(Dataset entries begins)
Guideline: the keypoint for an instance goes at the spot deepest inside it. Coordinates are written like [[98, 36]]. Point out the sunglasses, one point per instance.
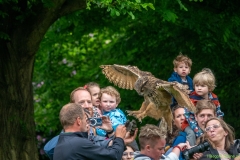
[[125, 154], [214, 127]]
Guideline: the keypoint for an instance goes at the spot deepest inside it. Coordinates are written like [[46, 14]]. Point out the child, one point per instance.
[[182, 67], [109, 100], [204, 84], [94, 90]]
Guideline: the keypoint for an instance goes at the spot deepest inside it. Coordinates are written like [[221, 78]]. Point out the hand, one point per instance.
[[106, 124], [188, 145], [121, 131], [128, 139], [197, 155], [183, 146]]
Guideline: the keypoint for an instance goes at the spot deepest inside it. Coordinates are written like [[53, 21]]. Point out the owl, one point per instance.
[[157, 93]]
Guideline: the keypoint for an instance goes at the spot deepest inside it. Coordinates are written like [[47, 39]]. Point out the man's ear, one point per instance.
[[195, 117], [79, 121], [148, 147]]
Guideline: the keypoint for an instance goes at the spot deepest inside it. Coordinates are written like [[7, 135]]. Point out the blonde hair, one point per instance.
[[227, 128], [182, 58], [149, 134], [205, 104], [112, 92], [69, 113], [205, 77], [72, 100]]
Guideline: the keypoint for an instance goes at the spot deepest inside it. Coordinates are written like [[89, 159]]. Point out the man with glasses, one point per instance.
[[74, 142], [152, 143]]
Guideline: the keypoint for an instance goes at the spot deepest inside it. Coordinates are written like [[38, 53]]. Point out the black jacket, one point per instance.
[[76, 146], [212, 154]]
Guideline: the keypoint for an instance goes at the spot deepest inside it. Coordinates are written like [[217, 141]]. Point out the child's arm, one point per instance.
[[191, 138]]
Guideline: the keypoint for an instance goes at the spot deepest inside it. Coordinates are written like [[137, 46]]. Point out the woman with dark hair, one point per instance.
[[221, 138]]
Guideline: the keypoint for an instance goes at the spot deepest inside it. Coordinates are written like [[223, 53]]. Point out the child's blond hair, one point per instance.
[[205, 104], [112, 92], [205, 77], [182, 58]]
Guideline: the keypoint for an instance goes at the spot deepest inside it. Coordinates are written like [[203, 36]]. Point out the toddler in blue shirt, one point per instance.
[[109, 100]]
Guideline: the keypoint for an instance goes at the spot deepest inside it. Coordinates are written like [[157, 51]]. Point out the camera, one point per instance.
[[131, 126], [95, 121], [197, 149]]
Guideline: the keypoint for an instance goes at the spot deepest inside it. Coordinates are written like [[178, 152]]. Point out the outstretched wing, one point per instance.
[[179, 92], [123, 76]]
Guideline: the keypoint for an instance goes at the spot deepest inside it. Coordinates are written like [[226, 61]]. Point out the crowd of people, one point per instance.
[[94, 128]]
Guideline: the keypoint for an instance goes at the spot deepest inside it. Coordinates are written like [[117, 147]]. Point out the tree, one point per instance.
[[205, 32], [23, 25]]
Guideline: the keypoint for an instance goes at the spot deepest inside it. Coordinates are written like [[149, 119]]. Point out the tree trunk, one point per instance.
[[17, 135]]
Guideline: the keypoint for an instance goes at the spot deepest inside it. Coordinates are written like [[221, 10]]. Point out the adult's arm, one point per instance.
[[92, 152]]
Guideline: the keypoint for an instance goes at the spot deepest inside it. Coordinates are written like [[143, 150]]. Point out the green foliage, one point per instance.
[[118, 7], [208, 33]]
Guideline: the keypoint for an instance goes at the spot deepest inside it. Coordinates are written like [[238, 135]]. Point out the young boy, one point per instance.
[[182, 67], [109, 100], [204, 84]]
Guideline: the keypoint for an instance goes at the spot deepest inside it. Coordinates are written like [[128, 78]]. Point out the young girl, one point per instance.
[[94, 90], [110, 98], [204, 84]]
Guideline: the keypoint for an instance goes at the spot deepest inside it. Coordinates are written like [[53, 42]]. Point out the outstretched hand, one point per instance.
[[195, 155], [106, 124], [128, 138]]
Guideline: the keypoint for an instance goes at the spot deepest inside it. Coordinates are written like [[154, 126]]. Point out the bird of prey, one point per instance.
[[157, 93]]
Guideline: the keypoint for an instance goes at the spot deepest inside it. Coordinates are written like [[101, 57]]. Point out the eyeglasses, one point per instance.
[[125, 154], [215, 126]]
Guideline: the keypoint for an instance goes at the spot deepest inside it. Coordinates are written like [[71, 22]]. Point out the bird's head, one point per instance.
[[142, 86]]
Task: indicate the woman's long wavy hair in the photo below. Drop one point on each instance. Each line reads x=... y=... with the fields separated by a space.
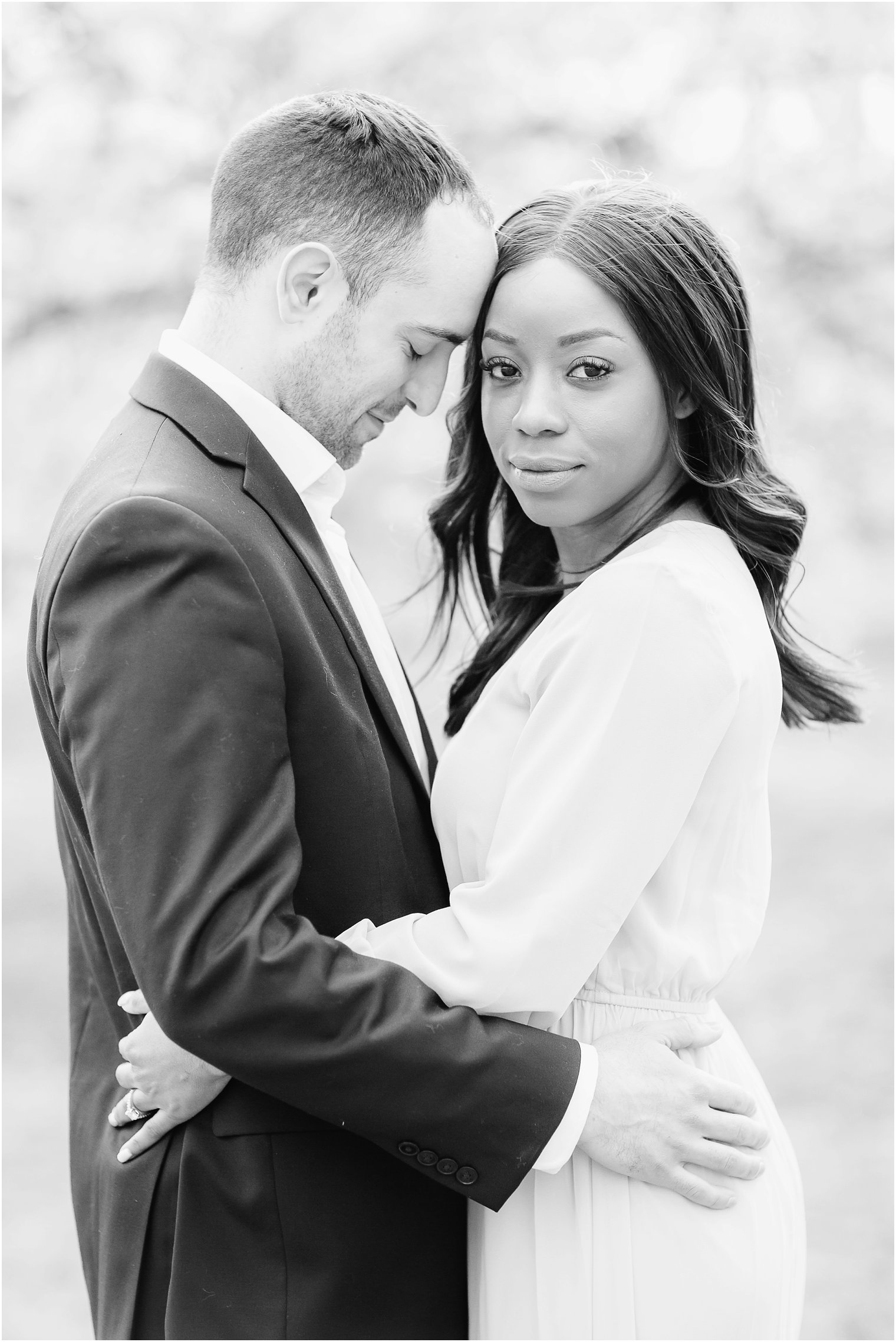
x=682 y=293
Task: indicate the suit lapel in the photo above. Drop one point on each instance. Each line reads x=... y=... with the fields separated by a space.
x=168 y=388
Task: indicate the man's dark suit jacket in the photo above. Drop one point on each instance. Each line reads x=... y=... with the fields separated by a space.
x=234 y=788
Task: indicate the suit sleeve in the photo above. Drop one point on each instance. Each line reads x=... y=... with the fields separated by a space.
x=168 y=682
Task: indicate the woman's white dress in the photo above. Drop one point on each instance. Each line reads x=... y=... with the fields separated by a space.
x=604 y=823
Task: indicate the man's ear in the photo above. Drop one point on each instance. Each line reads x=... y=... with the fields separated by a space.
x=310 y=285
x=684 y=405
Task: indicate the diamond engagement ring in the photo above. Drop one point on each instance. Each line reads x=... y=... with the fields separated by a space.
x=132 y=1113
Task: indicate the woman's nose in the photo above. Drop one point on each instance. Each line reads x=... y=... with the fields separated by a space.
x=539 y=410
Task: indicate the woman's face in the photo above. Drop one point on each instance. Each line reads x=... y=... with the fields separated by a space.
x=572 y=407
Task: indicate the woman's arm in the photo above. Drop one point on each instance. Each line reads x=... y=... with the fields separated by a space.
x=628 y=706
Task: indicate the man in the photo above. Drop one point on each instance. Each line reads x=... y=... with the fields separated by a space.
x=241 y=773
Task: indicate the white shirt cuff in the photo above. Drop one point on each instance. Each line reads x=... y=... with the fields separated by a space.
x=562 y=1144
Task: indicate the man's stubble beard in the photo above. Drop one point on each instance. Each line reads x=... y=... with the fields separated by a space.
x=318 y=385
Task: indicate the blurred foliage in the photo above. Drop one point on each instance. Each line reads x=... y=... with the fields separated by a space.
x=776 y=121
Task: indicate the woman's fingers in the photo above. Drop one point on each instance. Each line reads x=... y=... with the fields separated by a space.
x=736 y=1129
x=727 y=1160
x=152 y=1130
x=118 y=1117
x=133 y=1003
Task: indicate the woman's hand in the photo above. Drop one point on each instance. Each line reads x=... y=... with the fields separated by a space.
x=160 y=1076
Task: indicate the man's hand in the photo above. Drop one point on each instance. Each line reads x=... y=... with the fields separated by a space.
x=658 y=1120
x=163 y=1077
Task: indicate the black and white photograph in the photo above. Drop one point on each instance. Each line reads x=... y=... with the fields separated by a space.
x=449 y=661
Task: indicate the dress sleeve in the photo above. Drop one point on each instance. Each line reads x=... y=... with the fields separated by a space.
x=630 y=703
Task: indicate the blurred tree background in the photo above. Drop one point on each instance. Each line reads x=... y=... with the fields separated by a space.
x=776 y=121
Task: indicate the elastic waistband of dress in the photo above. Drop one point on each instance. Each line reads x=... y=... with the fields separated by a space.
x=601 y=995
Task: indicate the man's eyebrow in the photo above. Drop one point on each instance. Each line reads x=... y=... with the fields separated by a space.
x=591 y=335
x=499 y=336
x=440 y=333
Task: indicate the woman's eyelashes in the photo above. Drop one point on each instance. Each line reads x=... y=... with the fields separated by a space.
x=499 y=370
x=589 y=370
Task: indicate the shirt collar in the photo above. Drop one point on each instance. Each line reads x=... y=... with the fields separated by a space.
x=305 y=462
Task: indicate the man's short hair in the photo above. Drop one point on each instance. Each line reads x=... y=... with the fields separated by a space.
x=348 y=170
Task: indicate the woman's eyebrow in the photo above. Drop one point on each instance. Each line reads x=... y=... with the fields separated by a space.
x=591 y=335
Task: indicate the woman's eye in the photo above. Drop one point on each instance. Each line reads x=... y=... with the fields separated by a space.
x=589 y=371
x=499 y=370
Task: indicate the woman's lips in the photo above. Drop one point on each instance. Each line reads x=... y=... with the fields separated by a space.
x=542 y=476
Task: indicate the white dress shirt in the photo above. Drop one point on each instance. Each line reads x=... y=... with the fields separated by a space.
x=319 y=482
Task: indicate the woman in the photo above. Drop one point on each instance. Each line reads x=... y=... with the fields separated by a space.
x=602 y=803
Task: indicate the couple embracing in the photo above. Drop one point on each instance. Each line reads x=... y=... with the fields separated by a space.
x=427 y=1053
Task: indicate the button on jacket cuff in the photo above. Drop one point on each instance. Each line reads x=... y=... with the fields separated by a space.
x=562 y=1144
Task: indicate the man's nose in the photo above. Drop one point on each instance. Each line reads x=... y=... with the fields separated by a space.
x=539 y=410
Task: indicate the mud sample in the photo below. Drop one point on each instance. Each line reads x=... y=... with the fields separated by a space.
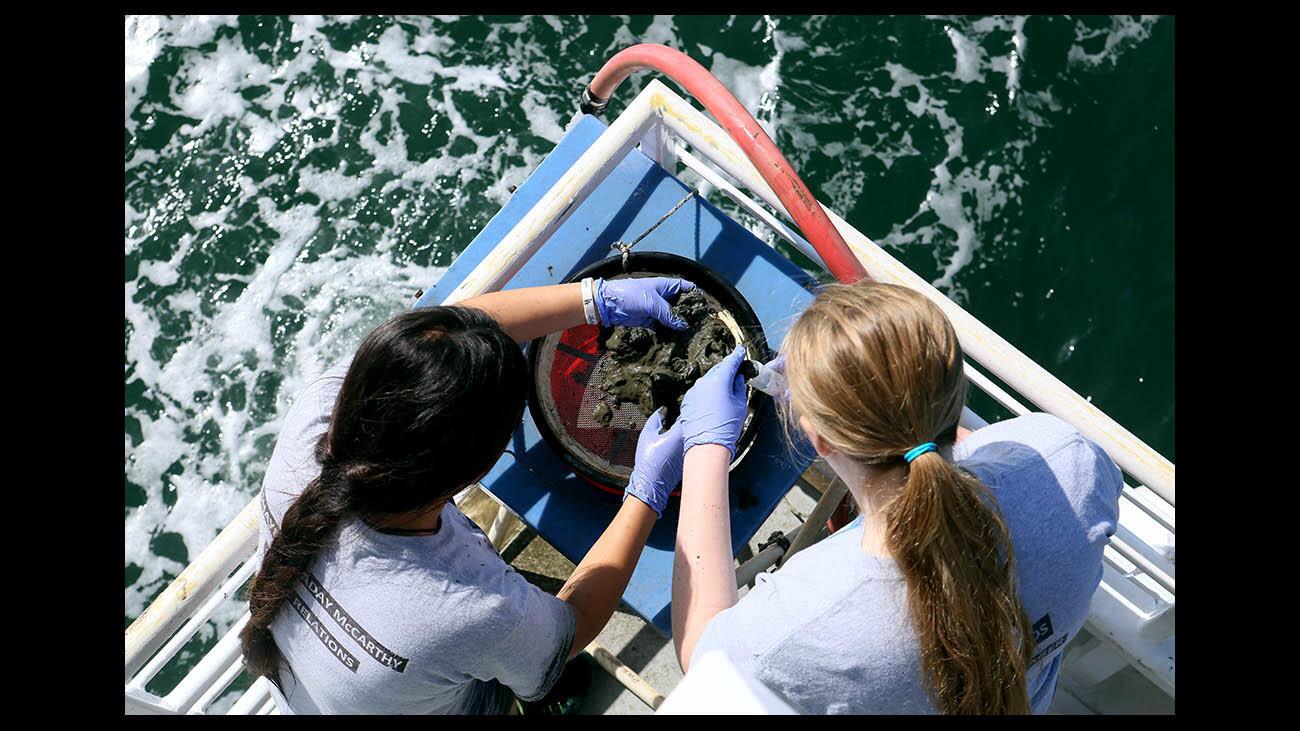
x=654 y=367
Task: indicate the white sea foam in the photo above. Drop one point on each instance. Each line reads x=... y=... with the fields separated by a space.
x=1123 y=31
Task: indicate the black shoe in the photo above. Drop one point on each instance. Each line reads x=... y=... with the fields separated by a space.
x=568 y=692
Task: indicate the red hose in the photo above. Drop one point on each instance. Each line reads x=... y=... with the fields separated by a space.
x=744 y=129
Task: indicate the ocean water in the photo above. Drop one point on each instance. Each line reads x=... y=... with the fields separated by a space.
x=293 y=181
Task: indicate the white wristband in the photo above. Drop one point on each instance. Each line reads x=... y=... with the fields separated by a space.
x=589 y=302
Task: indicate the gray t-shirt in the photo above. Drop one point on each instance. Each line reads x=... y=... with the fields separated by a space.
x=403 y=624
x=830 y=631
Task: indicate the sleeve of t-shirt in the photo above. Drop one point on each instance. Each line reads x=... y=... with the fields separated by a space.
x=531 y=657
x=737 y=630
x=293 y=462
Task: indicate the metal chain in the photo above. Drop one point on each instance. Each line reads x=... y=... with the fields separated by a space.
x=627 y=247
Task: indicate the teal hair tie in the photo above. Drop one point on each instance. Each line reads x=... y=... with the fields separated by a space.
x=918 y=450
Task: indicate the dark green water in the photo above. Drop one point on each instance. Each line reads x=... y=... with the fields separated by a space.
x=293 y=181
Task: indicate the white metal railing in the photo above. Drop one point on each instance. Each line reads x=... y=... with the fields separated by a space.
x=1132 y=610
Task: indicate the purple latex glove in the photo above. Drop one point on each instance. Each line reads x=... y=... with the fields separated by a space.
x=638 y=301
x=713 y=411
x=658 y=466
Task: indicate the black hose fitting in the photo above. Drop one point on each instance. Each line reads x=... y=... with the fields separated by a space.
x=590 y=103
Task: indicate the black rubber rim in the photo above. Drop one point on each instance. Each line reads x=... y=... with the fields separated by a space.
x=657 y=262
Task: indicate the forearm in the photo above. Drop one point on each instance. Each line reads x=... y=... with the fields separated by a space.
x=703 y=579
x=598 y=582
x=532 y=312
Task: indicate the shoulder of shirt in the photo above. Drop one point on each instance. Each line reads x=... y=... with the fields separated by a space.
x=1052 y=438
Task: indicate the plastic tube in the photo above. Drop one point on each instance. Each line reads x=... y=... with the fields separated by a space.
x=744 y=129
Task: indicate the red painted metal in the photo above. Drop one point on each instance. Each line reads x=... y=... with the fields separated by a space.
x=744 y=129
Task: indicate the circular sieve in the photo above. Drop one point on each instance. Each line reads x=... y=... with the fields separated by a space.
x=568 y=368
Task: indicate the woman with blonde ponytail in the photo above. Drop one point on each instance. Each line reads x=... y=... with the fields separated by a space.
x=970 y=565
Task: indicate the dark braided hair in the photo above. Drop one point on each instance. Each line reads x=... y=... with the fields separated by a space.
x=425 y=409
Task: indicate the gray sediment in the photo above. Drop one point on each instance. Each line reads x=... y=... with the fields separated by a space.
x=655 y=367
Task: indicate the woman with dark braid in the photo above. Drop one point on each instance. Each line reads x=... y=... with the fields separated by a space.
x=375 y=593
x=970 y=565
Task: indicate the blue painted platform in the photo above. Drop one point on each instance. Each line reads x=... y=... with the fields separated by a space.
x=533 y=480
(Dataset entries ends)
Work order: Write out, exactly as given, the line containing "Task: indicate the plastic" and every line after it to the end of the records. Include nothing else.

Solution to this problem:
Task: indicate the plastic tube in the photo above. Drop one point on each instance. Each line reads x=... y=... with the fields separated by a space.
x=744 y=129
Task: indicate the red painted metal in the photo above. Drop one point on each instance. Each line reads x=... y=... with the fields separated by a space.
x=744 y=129
Task: indicate the circular sieve in the photo above. Drop one point on each instance. Each line reads x=... y=... with the fields separated by a space.
x=568 y=368
Task: indicate the woman with blonde ponytail in the photo above. Drop one point on each instance. Each line reads x=... y=... with the fields separated by a space.
x=970 y=565
Task: indicate the dark braided hair in the photo above. Drop one point on each instance. Each line reads x=... y=... with the fields separated by a space.
x=425 y=409
Task: indicate the gray sediment in the photo above. Drop one point on each instance. Each line reads x=... y=... with the fields separated by a space.
x=655 y=367
Task: indicate the woman with dark braid in the photo above. Drop one point on each instance. Each line reads x=... y=... with the fields separated by a space.
x=375 y=593
x=970 y=565
Task: indicate the blue painted platform in the photo above. Drop one point on each instance. Each line reads x=... y=... with the fields separated by a space.
x=533 y=480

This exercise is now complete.